### INPUT DATA ###
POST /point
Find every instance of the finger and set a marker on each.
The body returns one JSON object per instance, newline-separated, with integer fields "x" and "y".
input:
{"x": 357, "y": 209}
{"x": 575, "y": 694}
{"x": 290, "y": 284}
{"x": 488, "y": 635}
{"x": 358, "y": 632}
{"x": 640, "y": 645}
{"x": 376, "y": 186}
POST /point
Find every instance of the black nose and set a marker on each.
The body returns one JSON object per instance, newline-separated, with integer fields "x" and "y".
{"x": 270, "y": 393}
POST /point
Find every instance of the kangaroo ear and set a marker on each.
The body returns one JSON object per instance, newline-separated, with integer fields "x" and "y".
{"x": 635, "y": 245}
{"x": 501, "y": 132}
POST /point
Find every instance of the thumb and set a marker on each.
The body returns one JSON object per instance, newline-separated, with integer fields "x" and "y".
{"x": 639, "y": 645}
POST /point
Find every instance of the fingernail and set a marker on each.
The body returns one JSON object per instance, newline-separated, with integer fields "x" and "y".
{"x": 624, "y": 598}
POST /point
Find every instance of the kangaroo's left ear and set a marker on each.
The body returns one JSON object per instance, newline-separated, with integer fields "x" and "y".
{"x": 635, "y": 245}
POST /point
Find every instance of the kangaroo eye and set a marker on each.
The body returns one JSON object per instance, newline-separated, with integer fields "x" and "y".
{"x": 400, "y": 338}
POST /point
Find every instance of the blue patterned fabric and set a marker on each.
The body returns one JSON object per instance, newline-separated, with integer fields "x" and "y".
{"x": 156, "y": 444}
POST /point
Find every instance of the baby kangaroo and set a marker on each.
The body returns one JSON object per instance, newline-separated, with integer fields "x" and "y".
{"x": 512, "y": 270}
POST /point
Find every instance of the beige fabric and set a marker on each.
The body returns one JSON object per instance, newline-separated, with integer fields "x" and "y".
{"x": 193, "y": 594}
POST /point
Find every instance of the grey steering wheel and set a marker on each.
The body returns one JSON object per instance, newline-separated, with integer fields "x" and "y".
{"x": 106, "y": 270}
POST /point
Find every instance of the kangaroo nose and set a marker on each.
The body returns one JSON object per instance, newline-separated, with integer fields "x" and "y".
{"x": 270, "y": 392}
###
§ ABOUT THIS TASK
Go through the entries above, and wherever a line holds the word "nose", copy that line.

§ WRITTEN SOLUTION
Find every instance of the black nose and set a marker on each.
Find every instance of the kangaroo nose and set a marker on each.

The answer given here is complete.